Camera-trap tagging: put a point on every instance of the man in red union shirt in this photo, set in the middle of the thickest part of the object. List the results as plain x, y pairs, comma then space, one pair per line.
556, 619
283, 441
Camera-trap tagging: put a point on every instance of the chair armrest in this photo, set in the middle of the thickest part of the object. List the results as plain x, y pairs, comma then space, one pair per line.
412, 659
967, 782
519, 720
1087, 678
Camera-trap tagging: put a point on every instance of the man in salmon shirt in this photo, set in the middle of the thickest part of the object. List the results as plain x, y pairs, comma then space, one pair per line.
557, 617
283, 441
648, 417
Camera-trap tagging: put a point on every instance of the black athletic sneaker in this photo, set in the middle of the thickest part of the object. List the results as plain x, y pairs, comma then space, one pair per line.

※

• **How to complete this task**
The data above should be copied out with complete accuracy.

• **Finished exercise**
Camera-trap tagging: put a point on every instance of the man in red union shirt in this photo, set in the middle of the thickest part of the object. List the results as plain x, y pairs, comma then space, one pair per line.
556, 619
283, 441
Camera-trap tagging: put a point on every instance of the chair armrest in this photo, set in the middle of the thickest part of the object. List the results as plain x, y pairs, comma then space, one pair per line.
412, 659
967, 782
519, 720
1087, 678
Camera-trap tagging: put a point on every instance of the man in salmon shirt in this photo, set in the middle of the thickest part of the object. List the results as plain x, y pairs, comma then space, one pair per line.
557, 617
283, 441
648, 417
Camera-trap tagging: put a point on every instance of the black athletic sneaker in this photo, set in the middle of the thickest part of the object. List the results as plain x, y pairs, comma then space, one pair per line.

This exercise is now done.